**Prompt 1**
Answer these questions from the forum thread on garden plants:
(a) Why does the first post say many herbs are usually not considered?
(b) What does rosemary grow off?
(c) What is money wort called in the aquatic plant world?

**Selected passage**
▽

Might work. I usually don't consider it or many herbs, as they are so hard to contain. Might be an option, though.
koikeepr
04-13-2012, 10:20 PM
You definitely have to keep rosemary trimmed up, but the good news is that it grows off a central stalk--so you just need to sheer it for shape. It does not spread wildly. The single plant just grows leaps and bounds.
tranquility
04-15-2012, 10:29 PM
why not money wort---the green gets a yellow bloom...the golden version doesn't tend to bloom..but, it is ever green for the most part--it takes a major freeze to knock it back....and you can't hardly kill it...its called creeping Jenny in the aquatic plant world....
Lawanna
Lawanna, I think that is the plant I've been trying to think of! I have had it here, I guess I'll see if I have any left among all the bog stuff. That's the one, though, just couldn't think of it. Thanks.

△

Position annotation records
▽

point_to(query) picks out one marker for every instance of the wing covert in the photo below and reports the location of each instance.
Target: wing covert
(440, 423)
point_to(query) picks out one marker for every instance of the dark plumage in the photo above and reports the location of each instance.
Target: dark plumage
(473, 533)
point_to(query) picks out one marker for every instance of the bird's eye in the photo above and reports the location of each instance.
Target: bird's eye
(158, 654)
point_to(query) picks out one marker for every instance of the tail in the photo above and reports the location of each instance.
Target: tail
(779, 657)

△
▽

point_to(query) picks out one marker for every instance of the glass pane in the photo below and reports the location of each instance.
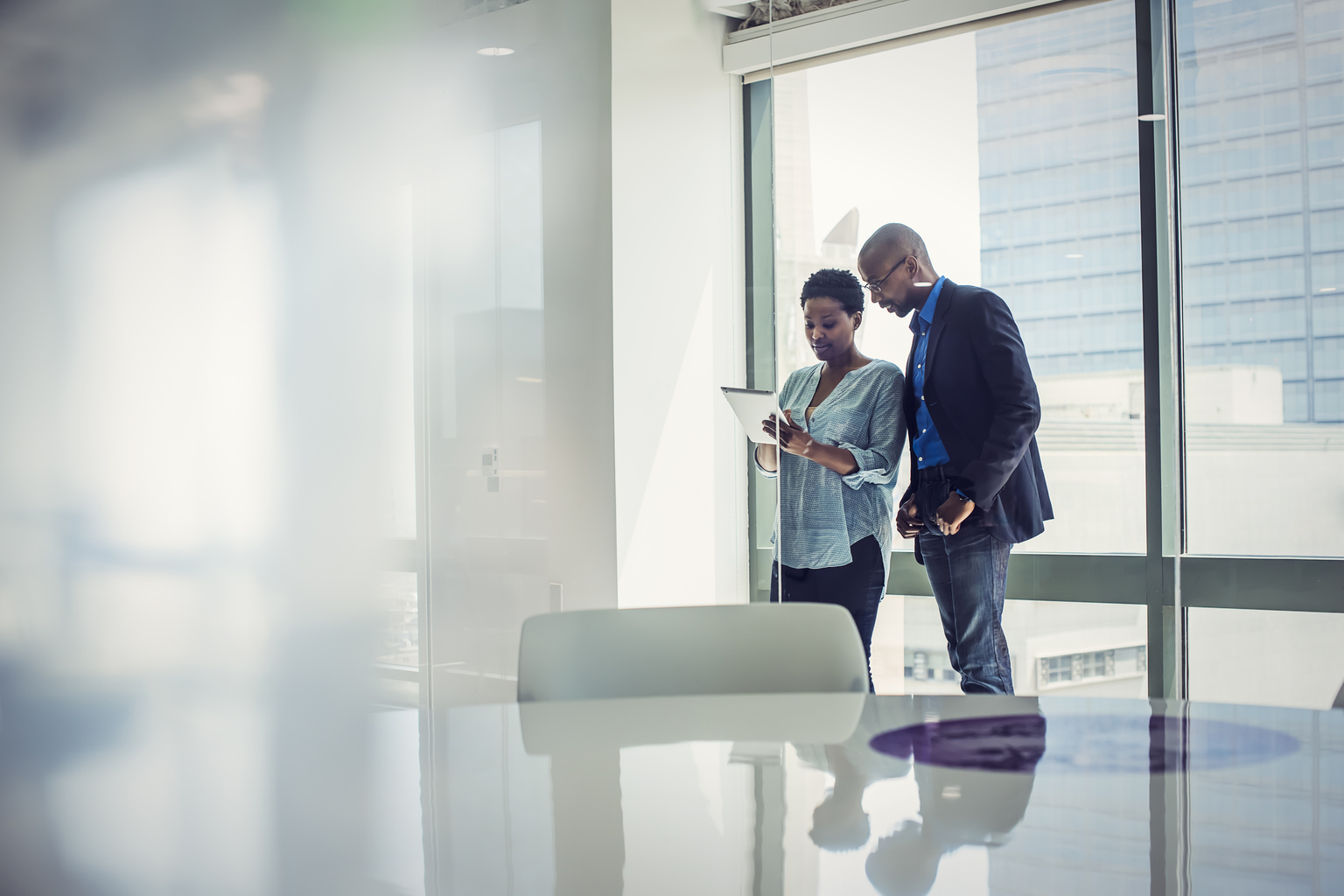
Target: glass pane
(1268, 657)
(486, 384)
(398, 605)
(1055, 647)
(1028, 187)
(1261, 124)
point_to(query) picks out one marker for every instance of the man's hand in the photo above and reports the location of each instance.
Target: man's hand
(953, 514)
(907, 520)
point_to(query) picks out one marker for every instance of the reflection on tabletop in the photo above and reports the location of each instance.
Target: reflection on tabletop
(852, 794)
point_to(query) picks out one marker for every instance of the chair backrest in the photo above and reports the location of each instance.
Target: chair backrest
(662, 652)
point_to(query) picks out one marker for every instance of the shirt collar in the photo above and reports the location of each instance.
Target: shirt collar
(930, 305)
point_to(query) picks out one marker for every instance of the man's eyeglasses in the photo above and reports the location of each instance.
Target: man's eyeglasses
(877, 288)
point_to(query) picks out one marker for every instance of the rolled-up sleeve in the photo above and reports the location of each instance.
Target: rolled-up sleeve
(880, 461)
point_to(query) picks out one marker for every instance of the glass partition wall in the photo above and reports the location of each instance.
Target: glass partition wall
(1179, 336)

△

**Prompt 2**
Gather every line of the listing above that contains the string "below", treating uppercase and lowercase as different.

**Expected output 1**
(a) They are so hard to contain.
(b) A central stalk.
(c) Creeping Jenny.

**Expected output 2**
point_to(query) picks out one marker for every instance of the wing covert in the photo below and reports the location of each instance.
point_to(query) picks out one marker for every instance of the glass pane in the photo below and reports the location of each instance.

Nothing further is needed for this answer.